Instructions to follow: Where a picture appears in the data below, exclude it; restate everything else word for word.
[Start of section]
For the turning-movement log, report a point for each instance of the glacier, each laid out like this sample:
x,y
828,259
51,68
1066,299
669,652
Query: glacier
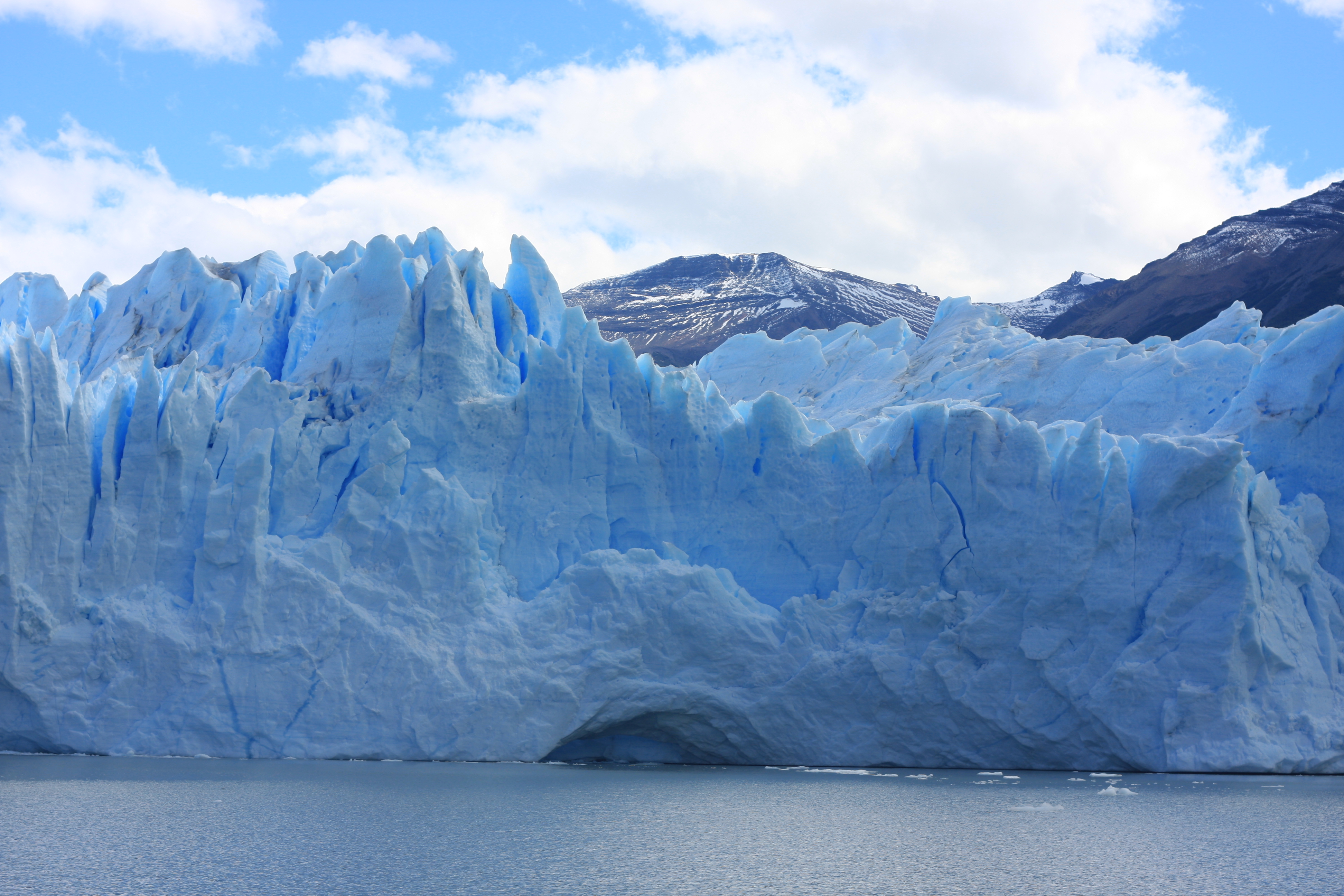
x,y
375,506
[End of section]
The answer:
For the turning-movement log, report a point for each instance of the glacier, each laid out like this sample:
x,y
828,259
51,68
1066,299
669,652
Query: glacier
x,y
375,506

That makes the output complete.